(INPUT RECORDS begins)
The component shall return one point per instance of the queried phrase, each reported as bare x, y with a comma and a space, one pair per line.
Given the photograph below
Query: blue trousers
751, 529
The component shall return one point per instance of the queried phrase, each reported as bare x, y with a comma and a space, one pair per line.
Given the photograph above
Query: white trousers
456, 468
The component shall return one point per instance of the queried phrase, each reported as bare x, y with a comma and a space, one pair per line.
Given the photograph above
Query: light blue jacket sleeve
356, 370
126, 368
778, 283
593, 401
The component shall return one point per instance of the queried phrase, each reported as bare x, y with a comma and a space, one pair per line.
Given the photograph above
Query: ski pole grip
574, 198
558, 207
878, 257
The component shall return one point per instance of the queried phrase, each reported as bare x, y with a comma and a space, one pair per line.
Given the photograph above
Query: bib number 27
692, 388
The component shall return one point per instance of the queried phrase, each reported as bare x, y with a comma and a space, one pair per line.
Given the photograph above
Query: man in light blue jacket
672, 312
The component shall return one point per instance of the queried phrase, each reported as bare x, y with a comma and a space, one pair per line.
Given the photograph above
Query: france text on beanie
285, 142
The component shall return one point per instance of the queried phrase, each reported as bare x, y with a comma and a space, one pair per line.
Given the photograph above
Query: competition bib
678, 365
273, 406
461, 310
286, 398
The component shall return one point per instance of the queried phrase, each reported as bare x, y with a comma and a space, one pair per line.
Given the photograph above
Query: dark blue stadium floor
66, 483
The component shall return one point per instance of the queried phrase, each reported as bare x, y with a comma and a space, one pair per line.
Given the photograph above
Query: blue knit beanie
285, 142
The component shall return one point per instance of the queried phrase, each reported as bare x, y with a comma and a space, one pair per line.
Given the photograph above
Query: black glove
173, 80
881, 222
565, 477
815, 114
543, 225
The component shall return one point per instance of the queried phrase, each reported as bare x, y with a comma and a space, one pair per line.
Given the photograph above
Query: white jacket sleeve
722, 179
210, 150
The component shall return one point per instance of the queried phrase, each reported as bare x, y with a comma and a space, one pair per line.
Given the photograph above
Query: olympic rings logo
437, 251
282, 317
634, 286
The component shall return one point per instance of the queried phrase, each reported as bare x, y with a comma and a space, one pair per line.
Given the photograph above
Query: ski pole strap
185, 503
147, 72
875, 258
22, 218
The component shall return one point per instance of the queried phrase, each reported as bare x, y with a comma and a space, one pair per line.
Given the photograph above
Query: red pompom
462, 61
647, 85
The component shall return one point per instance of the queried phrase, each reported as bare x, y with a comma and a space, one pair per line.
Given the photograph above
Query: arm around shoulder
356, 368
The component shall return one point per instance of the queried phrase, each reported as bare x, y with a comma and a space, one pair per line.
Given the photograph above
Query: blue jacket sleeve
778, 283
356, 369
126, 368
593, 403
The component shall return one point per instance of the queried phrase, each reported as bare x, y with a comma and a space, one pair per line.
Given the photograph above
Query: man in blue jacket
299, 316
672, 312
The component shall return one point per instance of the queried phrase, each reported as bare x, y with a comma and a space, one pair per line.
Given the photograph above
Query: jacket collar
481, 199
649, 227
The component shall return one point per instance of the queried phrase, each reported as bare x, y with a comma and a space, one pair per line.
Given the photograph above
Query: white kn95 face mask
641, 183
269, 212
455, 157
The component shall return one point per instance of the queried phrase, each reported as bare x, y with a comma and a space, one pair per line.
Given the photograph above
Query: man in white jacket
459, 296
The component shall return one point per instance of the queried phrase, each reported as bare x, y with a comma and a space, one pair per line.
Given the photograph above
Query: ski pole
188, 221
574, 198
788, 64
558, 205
(INPUT RECORDS ends)
* **WORK TASK**: Please retype each entry above exactly as it is written.

* **TASK SOLUTION**:
The component shall return one point per instance of the queried phrase, each reported as bare x, y with a comma and a space, one pair per line.
Given the photograph below
Query: blue trousers
751, 529
The component shall return one point per instance of the queried phrase, each reported as bare x, y with a comma and a space, one pair per line.
Given the photograph above
Query: white trousers
456, 468
The component shall return one point per instance of the queried phrase, each reported as bare x, y with a comma and a space, one pair per line.
Given the photograph above
Query: light blue jacket sleeve
356, 370
126, 368
778, 283
593, 401
The component shall return one point per instance of the queried phrase, each reported as bare x, y with a comma and a space, one pair per line.
Given the photograph above
Query: ski pole grip
574, 198
558, 207
878, 257
The component shall return one point per instance of the queried phrase, each reported as bare x, y with a comma and a space, one pair per line.
Given the photograph above
Query: bib number 27
692, 388
The component shall return one point per instance of the queried phrase, each reported as bare x, y with a comma and a space, one pair per line.
Given the photograph above
Query: man in light blue jacket
672, 312
The component shall return one point per instance of the queried phrase, each reported as bare x, y with a comma and a space, one pair per line.
Given the photograph above
Query: france text on beanie
285, 142
The component shall return one point per instance of the queried phrase, each reported as bare x, y with a comma and a space, one pair per line.
Given the photograph above
Query: competition bib
678, 365
273, 406
461, 310
286, 398
The component shall return one point per instance of the queried phrase, each reported as bare x, y with a comma and a space, one pair per line.
Given the photograph above
Query: dark blue stadium floor
66, 483
The component shall return one point per instance of the queried phrase, each reported as bare x, y with a comma and a space, one pair per line.
Given the photograph above
Query: blue knit beanie
285, 142
The component shall return one point per instance of the queried phrase, each reported as bare x, y with a comma and a space, one pair per line.
Given the photograph above
Query: black glove
173, 80
881, 222
565, 477
815, 114
543, 225
The component shall return one point per instance of the queried phrase, each reported as bare x, y with a comma and a space, one pair per line.
Given the photograph above
Query: white jacket sleeve
722, 179
210, 150
The component shall return one point per instance of the queried phrase, each reported as bare x, y with a comma and a space, one pair per line.
Given the photograph above
Query: olympic rings logo
437, 251
282, 317
634, 286
The component shall return one point per instance of the queried phrase, each reported as bare x, y with a comma and a space, one pair per line.
Given the photograph above
Query: ski pole strap
185, 503
147, 72
875, 258
22, 218
The component shall return one point per instance of the queried phrase, each reported as bare x, y with a comma and a space, one pair per line.
Given the photograph above
Query: red pompom
462, 61
647, 85
The component shall return one point per instance of the queried phrase, each reported as bare x, y with a comma and a space, one pair per line.
Given the photograph above
Query: arm around shoulder
356, 368
The component shall return one point per instance of the queried phrase, each reported as bare x, y with a comma and a space, one pair per line.
Given the photograph above
Query: blue jacket sleeve
778, 283
356, 369
126, 368
593, 403
The component shall return one point per instance of the queried phrase, each reported as bare x, y with a comma and a space, one pair per line.
Given the photograph above
Query: man in blue jacket
299, 316
672, 312
The component shall return one point per instance of the queried phrase, each reported as bare x, y with a comma and a space, one pair per line.
Given the photograph above
Query: jacket collar
481, 199
649, 227
The component shall return one point per instance of the queried phrase, each reported as bare x, y with a comma and a space, one pair per line.
Given the photograph above
Query: white kn95 face mask
641, 183
269, 212
455, 157
The component shall return one point per instance of the queried phrase, each reported as bare x, y with a comma and a space, one pair per line.
Given the photograph above
Query: man in white jacket
459, 296
The component shall return one point per instance of the queried phrase, each reported as bare x, y with a comma and a space, one pair per line.
Given the photograph above
Query: ski pole
188, 221
574, 198
788, 64
558, 205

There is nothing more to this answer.